Your assignment -
Find the line holding "gull's yellow beak" in the entries below. Give it again exactly, along with every line after it up to and including the line holding "the gull's body".
>>>
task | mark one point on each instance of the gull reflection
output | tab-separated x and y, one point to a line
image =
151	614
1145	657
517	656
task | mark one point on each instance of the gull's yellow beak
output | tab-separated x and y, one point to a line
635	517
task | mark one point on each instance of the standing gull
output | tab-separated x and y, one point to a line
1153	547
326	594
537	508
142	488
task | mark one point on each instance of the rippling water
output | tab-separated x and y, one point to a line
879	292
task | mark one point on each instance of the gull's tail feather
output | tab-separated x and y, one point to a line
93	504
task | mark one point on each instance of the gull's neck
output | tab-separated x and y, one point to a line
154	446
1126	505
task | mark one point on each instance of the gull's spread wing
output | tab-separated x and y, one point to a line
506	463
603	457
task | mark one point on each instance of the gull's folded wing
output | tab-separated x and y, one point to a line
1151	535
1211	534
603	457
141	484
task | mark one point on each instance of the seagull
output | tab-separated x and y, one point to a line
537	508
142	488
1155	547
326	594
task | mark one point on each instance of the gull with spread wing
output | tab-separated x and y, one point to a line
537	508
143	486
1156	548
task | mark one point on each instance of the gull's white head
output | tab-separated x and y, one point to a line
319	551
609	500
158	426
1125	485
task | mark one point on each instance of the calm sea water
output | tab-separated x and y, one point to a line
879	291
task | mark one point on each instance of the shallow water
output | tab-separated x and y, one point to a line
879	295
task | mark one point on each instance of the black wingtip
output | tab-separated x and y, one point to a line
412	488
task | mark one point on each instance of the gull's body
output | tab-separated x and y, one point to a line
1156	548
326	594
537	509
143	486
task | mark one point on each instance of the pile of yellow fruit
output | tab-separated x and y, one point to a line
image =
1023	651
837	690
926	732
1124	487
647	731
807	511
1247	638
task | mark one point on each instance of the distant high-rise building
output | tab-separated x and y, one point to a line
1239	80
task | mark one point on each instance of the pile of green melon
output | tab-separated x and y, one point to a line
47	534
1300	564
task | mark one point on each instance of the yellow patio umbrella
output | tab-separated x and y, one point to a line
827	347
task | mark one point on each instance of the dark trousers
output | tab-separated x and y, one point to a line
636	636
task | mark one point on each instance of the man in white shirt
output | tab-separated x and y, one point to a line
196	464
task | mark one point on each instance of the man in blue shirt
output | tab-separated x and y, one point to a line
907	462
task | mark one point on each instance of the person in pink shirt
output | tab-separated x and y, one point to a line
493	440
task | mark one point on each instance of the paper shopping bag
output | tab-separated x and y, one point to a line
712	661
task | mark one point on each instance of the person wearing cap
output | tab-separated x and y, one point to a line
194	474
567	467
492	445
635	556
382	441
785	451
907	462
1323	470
<<<
Answer -
task | mark one point on each instance of the gull's yellow beak
output | tab-separated x and y, one point to a line
635	517
task | mark one point on each instance of the standing gull
output | tab-separated x and y, one point to a line
1153	547
326	594
537	508
142	488
task | mark one point on each instance of the rippling water
output | tab-separated x and y, one point to a line
879	292
task | mark one point on each instance of the gull's tail feather
output | tab-separated x and y, one point to a line
93	504
task | mark one point on each instance of the gull's neck
output | tab-separated x and y, one point to a line
154	446
1126	505
task | mark one point on each instance of the gull's spread wing
output | tab-separated x and y, one point to a line
506	463
603	457
task | mark one point on each instance of the gull's folded wing
output | tab-separated x and y, one point to a line
1151	535
1211	534
603	457
141	484
task | mark one point on each instance of the seagull
output | tab-separated x and y, one point to a line
537	508
142	488
1155	547
326	594
task | mark one point on each instance of the gull with spread wing
output | tab-separated x and y, one point to a line
537	508
143	486
1156	548
task | mark one point on each instance of the gull's white head
output | tab-separated x and y, one point to a line
319	551
609	500
158	426
1125	485
task | mark one point on each instance of the calm sea water
output | tab-separated x and y, one point to a line
879	291
task | mark one point on each instance of the shallow water
output | tab-separated x and y, one point to a line
879	295
task | mark one point on each instance of the black wingtip
output | tab-separated x and y, one point to a line
412	488
task | mark one point on each instance of the gull's body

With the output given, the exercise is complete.